Exercise details: All of the data should be reproduced word for word, though its pictures must be omitted.

[[ The data, beginning ]]

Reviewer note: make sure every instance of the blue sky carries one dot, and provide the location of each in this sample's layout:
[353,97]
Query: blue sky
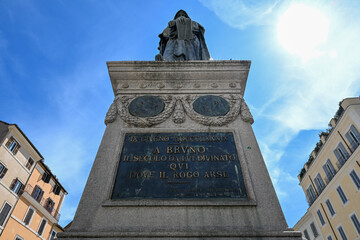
[55,85]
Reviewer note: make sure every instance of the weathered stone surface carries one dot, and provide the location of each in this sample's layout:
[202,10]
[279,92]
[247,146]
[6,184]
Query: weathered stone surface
[258,216]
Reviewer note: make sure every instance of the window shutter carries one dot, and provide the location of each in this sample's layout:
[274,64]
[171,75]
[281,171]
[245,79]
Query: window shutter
[341,160]
[344,150]
[13,184]
[351,141]
[353,129]
[3,172]
[326,170]
[21,191]
[16,149]
[9,142]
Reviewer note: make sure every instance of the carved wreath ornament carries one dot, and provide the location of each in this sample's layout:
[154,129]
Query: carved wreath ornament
[177,107]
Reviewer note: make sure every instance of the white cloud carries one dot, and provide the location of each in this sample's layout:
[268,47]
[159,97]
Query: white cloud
[240,13]
[306,93]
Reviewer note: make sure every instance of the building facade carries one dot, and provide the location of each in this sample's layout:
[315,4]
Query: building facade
[18,156]
[34,211]
[331,179]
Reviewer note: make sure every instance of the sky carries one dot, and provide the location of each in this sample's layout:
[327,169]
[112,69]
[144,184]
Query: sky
[55,84]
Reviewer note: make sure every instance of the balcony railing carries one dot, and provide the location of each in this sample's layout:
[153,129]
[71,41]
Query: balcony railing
[42,201]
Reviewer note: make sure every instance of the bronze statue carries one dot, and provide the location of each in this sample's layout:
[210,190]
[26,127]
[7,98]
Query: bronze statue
[183,39]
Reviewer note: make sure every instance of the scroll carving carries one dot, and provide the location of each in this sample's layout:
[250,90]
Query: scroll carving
[177,107]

[[ The data, end ]]

Exercise response:
Reviewer note: make sure every instance of the blue sky carries one dot, and provide the location of each in this sample's layout:
[353,97]
Query: blue sky
[55,85]
Reviewer note: make sure every instance of the weathered stone surface carries one dot, and provide the location of each in this sample's layout:
[202,10]
[279,92]
[247,146]
[6,184]
Query: weathered stone surface
[258,216]
Reviewer note: make sure every instance of the window shutter carries one dot, and provide the location of each in this sample's layout:
[274,64]
[171,75]
[281,171]
[245,79]
Query: window shutter
[341,160]
[344,150]
[13,184]
[351,141]
[353,129]
[3,172]
[326,170]
[21,191]
[16,149]
[9,142]
Reviewer note: make sure every instance of the carved wreath ornament carries one dot, and provide the location of each in this sample's layout:
[154,129]
Query: carved wreath ornament
[177,107]
Reviewer note: make sure every instance of the white cloud carries one dot, and provide the location of each in this sample's layout:
[268,47]
[159,97]
Query: white cloud
[240,13]
[306,93]
Reviewer note: make sure every instance of the building facade carries one dot, and provide the location of each in this sample's layout:
[315,4]
Query: building facade
[18,156]
[34,211]
[331,179]
Reviewer note: make sure every instance of the sky carries one dot, and provide the location of each in this sample's layout:
[327,169]
[112,69]
[144,184]
Query: sky
[55,84]
Reviewer note: make sure every instance of the balcony railing carries one dot, and provide the location of each in this sample's layout:
[153,129]
[71,41]
Query: balcony railing
[42,201]
Reviewer note: make sure every instance of the bronze statue carries one dot, and provide the location of each in this sample's layout:
[210,190]
[26,127]
[7,98]
Query: bronze statue
[183,39]
Reviewer note: make sure every instance of the scroll carving carries one dot, and provide the location of each in this sample's layout:
[250,90]
Query: scroll carving
[177,107]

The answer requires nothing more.